He's an environmental engineer and water resources
systems analyst, he teaches in the area
environment development, and does research in these
areas, including the area global public health.
He's done some really interesting research recently on household water demand in
India, in Cambodia and he's going to talk to us about that today.
So Mark I'm just delighted you're here, thanks so much for coming over.
>> Thank you inviting me.
>> So let's start in let me ask you about your research questions, I mean
what were your research question in Cambodia
and India, what were you trying to do?
>> Sure.
And I think, as I answer this question, it's probably best
to give a little bit of history about these, these two sites.
The first one, which is in India, in Andhra Pradesh, this is
Southeastern India was actually a study that I got involved with
at a later stage and it was a follow-on on a community-level trial of these
water treatment plants, and they're advanced water treatment plants.
The idea of these plants was that if
you installed highly advanced treatment at the community level.
And made that available to households for a fee, that they
would perhaps purchase better quality water and consume better quality water.
2:02
>> It was not that expensive actually, if you, I mean I guess, relative to a free
option that you have in the, in these
communities, which is you know, hand pump, or, some.
>> Mm-hm, mm-hm.
But they had to pay when they went to the.

===

### Things to do
1. List every place name mentioned in the interview about household water demand research.
2. Extend the interview about household water demand research, picking up from its last line.

[Extracted data entries]
===

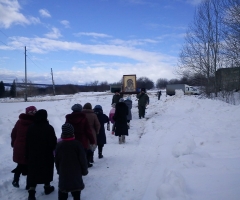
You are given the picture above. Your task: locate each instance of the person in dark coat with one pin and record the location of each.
(101, 137)
(95, 127)
(159, 94)
(116, 97)
(120, 118)
(128, 102)
(82, 129)
(143, 101)
(71, 164)
(18, 143)
(40, 144)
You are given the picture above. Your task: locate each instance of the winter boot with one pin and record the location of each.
(31, 195)
(76, 195)
(48, 189)
(27, 185)
(62, 195)
(15, 182)
(128, 124)
(90, 156)
(120, 140)
(100, 155)
(91, 159)
(123, 138)
(89, 165)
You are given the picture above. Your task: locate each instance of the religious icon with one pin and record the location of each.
(129, 83)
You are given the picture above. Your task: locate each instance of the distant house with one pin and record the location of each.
(228, 79)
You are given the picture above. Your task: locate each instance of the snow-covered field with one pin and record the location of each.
(186, 148)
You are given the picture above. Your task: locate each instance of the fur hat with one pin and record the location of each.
(87, 106)
(31, 110)
(77, 107)
(121, 100)
(67, 131)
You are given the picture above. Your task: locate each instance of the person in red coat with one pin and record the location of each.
(18, 143)
(82, 130)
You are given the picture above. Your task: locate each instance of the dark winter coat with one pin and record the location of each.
(143, 99)
(82, 130)
(116, 98)
(101, 137)
(128, 102)
(93, 122)
(159, 94)
(40, 144)
(71, 165)
(120, 119)
(18, 137)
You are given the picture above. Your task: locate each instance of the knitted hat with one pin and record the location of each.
(98, 107)
(87, 106)
(77, 107)
(129, 97)
(121, 100)
(67, 131)
(41, 115)
(31, 110)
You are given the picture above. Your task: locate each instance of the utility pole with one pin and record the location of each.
(53, 83)
(25, 94)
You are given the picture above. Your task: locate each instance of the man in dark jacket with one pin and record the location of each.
(116, 97)
(71, 164)
(128, 102)
(159, 94)
(120, 118)
(18, 143)
(40, 144)
(101, 137)
(143, 101)
(82, 130)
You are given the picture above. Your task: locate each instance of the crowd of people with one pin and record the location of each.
(36, 148)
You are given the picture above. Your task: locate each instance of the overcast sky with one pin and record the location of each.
(83, 41)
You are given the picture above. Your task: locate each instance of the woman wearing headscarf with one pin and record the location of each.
(101, 137)
(82, 130)
(40, 144)
(18, 143)
(128, 102)
(94, 126)
(120, 118)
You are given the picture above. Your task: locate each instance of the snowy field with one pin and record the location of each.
(187, 148)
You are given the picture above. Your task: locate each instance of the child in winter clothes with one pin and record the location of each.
(111, 114)
(71, 164)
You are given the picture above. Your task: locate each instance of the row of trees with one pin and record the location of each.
(212, 42)
(20, 89)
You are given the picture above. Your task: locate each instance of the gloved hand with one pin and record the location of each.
(93, 147)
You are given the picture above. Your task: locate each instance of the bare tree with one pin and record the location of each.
(232, 32)
(201, 52)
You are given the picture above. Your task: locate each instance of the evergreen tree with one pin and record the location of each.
(2, 89)
(13, 89)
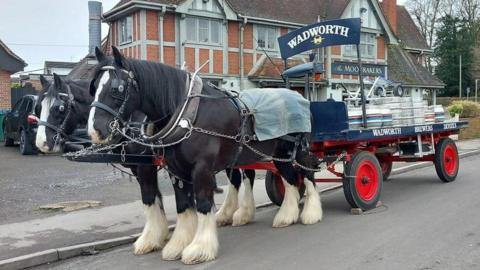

===

### Answers to the exercises
1. India, Cambodia, Andhra Pradesh

2.
>> They, they would pay about 2.5 to $0.05
depending on the community per 20 liter jerry can.
So that's, you know, really not that expensive, and if we
think about point of use treatment alternatives they would be comparable.
>> Right, right.
>> so.
The water wasn't that expensive but there were other questions about convenience of
these supplies, households had to walk long distances to get to these kiosks.
And also you know just general inertia in households
wanting to do what they've what they've routinely done.
3:11
The second study's a little bit different.
Actually, at the inception phase of that study it helped to think about the design
with a colleague, Joe Brown, who's now at the Georgia Institute of Technology.
We were interested in the question of whether providing chlorinated treatment of
irregular and kind of low dependability
supplies of drinking water would help provide some health impact to communities.
And this, these were in, in communities
where water supplies were actually fairly convenient
for households, so they had alternatives like
rain water harvesting but also water networks.
But the piped water networks didn't work all the time.
They were intermittent and they were not typically treated in
dependable way by system operators, so these were private systems, by and large.
At the design phase, we thought we would try cluster randomized
trial approach, in communities where some of them would get some kind
of, inline or, unobtrusive chlorination technology, that could be put at the
network level or even screwed on to taps to auto-chlorinate their water.
But our funder for the study kind of backed out after our, our
initial baseline study, didn't want to
fund the full cluster randomized trials, so
we decided we still had this rich set of baseline data on these communities, and we
knew something about demand for water treatment following our baseline study.
We decided to do a similar information experiment,
but combine it with sale of point of
use technologies and in this case aqua tabs,
which is a tablet of chlorine, a disinfectant product.
That households could use to, to treat their water.
So, it was a similar idea in the end but a different history in terms of.
>> Mm-hm.
>> How the study was.
>> Mm-hm.
>> Developed.
>> Mm-hm.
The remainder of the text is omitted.